- Task objective -
Rewrite the stretch of the material below, from the line containing "Practice. Locate the palm" through the line containing "[(5, 92), (1, 120), (26, 56)]", as a numbered list with one line per item and any blank lines omitted.

- Records provided -
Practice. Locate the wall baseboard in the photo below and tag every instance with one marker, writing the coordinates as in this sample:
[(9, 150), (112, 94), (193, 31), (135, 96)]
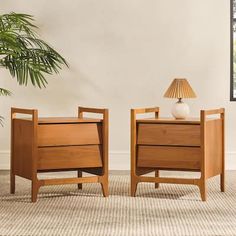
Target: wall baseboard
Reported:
[(118, 160)]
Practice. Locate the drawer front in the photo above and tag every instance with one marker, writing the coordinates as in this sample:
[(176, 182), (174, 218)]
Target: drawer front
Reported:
[(69, 134), (69, 157), (169, 134), (188, 158)]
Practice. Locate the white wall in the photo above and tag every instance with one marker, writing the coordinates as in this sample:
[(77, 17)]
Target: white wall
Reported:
[(124, 54)]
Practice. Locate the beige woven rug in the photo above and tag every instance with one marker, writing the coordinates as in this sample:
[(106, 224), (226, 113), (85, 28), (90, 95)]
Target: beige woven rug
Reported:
[(170, 210)]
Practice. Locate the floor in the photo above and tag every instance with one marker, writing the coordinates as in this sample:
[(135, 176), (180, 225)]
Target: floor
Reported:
[(169, 210)]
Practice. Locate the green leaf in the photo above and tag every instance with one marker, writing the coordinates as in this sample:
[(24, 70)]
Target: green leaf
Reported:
[(23, 53), (5, 92)]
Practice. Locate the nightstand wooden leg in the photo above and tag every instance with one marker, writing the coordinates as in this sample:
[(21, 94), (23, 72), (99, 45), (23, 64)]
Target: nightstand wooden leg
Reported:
[(203, 190), (222, 182), (79, 174), (157, 175), (134, 184), (13, 183), (104, 184), (34, 191)]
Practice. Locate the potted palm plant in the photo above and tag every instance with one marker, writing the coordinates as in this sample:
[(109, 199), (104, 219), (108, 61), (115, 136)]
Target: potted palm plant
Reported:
[(24, 54)]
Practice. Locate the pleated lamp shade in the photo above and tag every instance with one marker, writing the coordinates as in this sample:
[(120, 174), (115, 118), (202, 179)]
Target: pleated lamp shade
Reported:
[(180, 88)]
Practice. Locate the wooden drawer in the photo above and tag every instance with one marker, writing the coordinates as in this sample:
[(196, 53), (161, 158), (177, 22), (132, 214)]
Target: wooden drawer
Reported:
[(69, 134), (169, 134), (69, 157), (169, 157)]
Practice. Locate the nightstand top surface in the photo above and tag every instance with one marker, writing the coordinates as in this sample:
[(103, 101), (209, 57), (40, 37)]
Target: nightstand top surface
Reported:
[(170, 120), (60, 120)]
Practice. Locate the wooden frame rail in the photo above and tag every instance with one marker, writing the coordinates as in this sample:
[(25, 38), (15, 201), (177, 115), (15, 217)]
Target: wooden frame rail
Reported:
[(25, 154)]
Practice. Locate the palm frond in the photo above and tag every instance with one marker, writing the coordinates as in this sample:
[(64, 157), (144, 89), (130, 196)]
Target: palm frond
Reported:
[(5, 92), (1, 120), (26, 56)]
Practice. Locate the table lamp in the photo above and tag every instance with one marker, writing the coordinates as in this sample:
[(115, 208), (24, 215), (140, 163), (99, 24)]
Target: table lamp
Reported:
[(180, 88)]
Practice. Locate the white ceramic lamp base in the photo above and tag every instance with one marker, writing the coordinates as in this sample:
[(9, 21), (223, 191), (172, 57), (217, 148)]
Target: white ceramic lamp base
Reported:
[(180, 110)]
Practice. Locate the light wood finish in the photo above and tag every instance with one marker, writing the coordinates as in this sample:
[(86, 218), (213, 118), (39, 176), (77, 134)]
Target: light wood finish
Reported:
[(194, 144), (168, 134), (59, 144), (69, 134)]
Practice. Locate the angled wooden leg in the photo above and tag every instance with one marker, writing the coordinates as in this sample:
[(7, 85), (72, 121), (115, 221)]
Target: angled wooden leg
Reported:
[(13, 183), (157, 175), (79, 174), (134, 184), (104, 184), (34, 190), (222, 182), (202, 187)]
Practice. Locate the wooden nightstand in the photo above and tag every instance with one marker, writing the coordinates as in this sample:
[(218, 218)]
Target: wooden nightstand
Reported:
[(59, 144), (170, 144)]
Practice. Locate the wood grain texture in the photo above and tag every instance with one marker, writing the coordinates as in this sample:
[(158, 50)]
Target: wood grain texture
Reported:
[(214, 148), (69, 134), (23, 148), (69, 157), (193, 144), (168, 134), (59, 144), (169, 157)]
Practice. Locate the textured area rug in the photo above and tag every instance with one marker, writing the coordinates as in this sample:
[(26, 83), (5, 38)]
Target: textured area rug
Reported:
[(169, 210)]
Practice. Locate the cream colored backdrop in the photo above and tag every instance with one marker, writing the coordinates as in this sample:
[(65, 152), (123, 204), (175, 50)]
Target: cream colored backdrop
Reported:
[(124, 54)]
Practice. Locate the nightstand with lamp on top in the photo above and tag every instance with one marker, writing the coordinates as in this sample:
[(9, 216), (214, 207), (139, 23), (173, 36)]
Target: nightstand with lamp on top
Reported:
[(174, 144)]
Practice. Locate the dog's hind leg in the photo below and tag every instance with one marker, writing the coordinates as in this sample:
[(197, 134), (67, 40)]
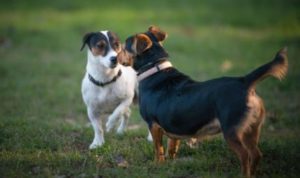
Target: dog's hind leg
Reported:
[(173, 146), (252, 136), (235, 142), (251, 141), (98, 131), (157, 135), (124, 120)]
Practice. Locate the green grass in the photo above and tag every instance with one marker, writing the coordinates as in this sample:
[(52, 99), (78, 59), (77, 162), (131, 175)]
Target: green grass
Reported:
[(44, 130)]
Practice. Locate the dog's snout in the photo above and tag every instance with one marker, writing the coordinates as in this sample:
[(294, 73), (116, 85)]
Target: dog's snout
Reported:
[(113, 59)]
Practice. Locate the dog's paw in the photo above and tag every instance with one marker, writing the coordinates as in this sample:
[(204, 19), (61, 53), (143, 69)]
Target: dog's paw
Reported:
[(95, 145)]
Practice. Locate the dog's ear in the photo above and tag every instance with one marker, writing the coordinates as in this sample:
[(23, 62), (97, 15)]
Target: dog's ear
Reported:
[(159, 34), (143, 43), (86, 39)]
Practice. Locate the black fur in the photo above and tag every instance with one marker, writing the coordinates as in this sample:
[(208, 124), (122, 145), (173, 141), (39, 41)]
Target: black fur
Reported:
[(181, 105)]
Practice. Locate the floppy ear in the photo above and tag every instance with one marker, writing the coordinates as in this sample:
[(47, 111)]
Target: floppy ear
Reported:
[(143, 43), (159, 34), (85, 39)]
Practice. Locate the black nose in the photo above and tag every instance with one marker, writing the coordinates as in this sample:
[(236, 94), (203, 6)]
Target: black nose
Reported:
[(113, 60)]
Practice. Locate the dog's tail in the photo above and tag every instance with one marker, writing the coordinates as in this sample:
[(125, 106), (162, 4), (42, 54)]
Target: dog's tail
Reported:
[(277, 68)]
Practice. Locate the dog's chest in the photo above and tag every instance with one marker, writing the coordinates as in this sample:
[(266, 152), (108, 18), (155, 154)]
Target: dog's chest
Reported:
[(104, 99)]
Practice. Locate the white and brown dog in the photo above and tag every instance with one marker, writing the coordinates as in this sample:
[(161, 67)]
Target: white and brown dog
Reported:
[(108, 88)]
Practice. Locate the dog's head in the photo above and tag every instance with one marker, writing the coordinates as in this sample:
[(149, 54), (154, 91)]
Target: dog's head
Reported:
[(103, 46), (144, 48)]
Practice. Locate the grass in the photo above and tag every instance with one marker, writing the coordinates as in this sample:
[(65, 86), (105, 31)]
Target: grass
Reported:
[(44, 130)]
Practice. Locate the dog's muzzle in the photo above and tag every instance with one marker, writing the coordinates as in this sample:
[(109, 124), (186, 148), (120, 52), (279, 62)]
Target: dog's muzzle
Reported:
[(113, 62)]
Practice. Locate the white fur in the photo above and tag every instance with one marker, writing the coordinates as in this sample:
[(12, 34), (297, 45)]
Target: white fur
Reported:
[(110, 102)]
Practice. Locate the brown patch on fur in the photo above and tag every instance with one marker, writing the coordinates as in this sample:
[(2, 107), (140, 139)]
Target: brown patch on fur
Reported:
[(125, 58), (99, 49), (244, 139), (143, 42), (159, 34), (157, 134), (173, 146)]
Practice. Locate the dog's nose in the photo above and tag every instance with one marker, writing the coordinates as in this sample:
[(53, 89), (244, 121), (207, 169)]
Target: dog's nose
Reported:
[(113, 60)]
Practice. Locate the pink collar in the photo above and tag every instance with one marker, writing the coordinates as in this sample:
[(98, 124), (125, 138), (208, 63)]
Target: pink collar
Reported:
[(153, 70)]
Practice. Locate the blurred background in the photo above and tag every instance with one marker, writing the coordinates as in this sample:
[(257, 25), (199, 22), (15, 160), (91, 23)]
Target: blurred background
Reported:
[(41, 68)]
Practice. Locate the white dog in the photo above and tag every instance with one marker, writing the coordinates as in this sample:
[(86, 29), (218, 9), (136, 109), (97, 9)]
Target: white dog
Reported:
[(108, 87)]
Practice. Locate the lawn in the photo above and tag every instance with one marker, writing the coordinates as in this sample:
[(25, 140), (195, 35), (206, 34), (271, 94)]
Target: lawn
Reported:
[(44, 129)]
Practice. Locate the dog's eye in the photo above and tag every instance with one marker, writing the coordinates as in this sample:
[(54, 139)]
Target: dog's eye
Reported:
[(117, 45), (101, 46)]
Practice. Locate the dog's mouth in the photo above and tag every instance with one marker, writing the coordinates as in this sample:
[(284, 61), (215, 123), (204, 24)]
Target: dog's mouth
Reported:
[(113, 65)]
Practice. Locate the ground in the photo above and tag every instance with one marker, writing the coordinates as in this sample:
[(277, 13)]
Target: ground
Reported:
[(44, 130)]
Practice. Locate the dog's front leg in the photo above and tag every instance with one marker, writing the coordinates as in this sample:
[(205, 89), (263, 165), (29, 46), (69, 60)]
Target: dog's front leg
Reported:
[(157, 134), (118, 113), (98, 131), (173, 146)]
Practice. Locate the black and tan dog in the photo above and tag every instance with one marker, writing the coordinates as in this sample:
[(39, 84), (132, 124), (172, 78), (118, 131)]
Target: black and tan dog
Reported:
[(179, 107)]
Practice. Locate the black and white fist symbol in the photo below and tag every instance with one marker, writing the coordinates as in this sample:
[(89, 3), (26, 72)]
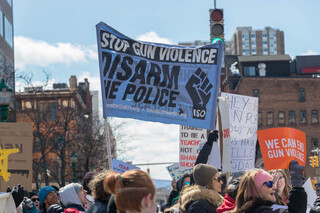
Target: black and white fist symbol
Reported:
[(199, 89)]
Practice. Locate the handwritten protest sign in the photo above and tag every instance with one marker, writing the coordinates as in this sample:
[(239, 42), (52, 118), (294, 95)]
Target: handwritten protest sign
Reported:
[(243, 111), (190, 138), (15, 155), (225, 138), (279, 146), (121, 167), (158, 82), (176, 172), (243, 117)]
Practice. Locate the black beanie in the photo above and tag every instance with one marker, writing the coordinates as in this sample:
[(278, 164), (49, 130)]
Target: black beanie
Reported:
[(203, 174)]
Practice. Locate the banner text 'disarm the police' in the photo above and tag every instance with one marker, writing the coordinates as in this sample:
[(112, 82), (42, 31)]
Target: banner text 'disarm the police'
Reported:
[(279, 146)]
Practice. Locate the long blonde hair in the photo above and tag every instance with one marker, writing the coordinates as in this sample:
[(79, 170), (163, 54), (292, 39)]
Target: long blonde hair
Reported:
[(287, 187)]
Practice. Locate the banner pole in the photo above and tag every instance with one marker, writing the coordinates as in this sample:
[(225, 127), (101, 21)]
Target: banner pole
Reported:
[(108, 144)]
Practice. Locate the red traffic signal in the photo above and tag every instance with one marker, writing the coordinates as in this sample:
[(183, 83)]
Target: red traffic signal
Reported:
[(216, 24)]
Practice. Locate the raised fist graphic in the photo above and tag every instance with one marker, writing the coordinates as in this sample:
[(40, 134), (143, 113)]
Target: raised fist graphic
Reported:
[(199, 89)]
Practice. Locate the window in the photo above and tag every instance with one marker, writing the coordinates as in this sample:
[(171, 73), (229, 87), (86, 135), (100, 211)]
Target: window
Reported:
[(256, 93), (269, 118), (314, 143), (260, 120), (1, 25), (281, 120), (249, 71), (314, 116), (292, 117), (303, 116), (302, 95), (8, 34)]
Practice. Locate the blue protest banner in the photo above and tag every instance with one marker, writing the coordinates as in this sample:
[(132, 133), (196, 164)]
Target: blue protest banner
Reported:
[(158, 82)]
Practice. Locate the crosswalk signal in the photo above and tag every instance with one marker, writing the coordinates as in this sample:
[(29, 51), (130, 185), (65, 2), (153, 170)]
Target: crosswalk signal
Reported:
[(316, 161), (216, 25), (311, 161)]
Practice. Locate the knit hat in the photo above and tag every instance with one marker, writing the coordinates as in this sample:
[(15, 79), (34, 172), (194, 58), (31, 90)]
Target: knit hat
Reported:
[(77, 187), (203, 174), (261, 177), (43, 193)]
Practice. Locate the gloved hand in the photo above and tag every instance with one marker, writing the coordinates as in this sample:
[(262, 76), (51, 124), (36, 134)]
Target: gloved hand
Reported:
[(27, 204), (213, 136), (296, 173), (17, 194)]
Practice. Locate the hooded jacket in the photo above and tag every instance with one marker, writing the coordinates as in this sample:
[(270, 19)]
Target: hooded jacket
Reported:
[(197, 198), (70, 199), (227, 206)]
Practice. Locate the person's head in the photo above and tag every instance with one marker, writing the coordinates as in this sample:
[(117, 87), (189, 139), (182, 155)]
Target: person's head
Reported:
[(317, 185), (73, 193), (48, 196), (183, 181), (134, 191), (35, 198), (96, 187), (86, 180), (255, 183), (233, 186), (208, 176), (282, 184)]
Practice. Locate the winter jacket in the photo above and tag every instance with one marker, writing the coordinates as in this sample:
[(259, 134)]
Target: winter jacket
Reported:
[(55, 208), (227, 205), (70, 199), (99, 206), (297, 203), (74, 208), (195, 199)]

- Task response -
1. Practice. Locate the palm frond in the photo above and tag every instance with one marker, writing the coordinates as in this sample:
2. [(64, 157), (144, 89), (130, 196)]
3. Target: palm frond
4. Reported:
5. [(5, 92), (1, 120), (26, 56)]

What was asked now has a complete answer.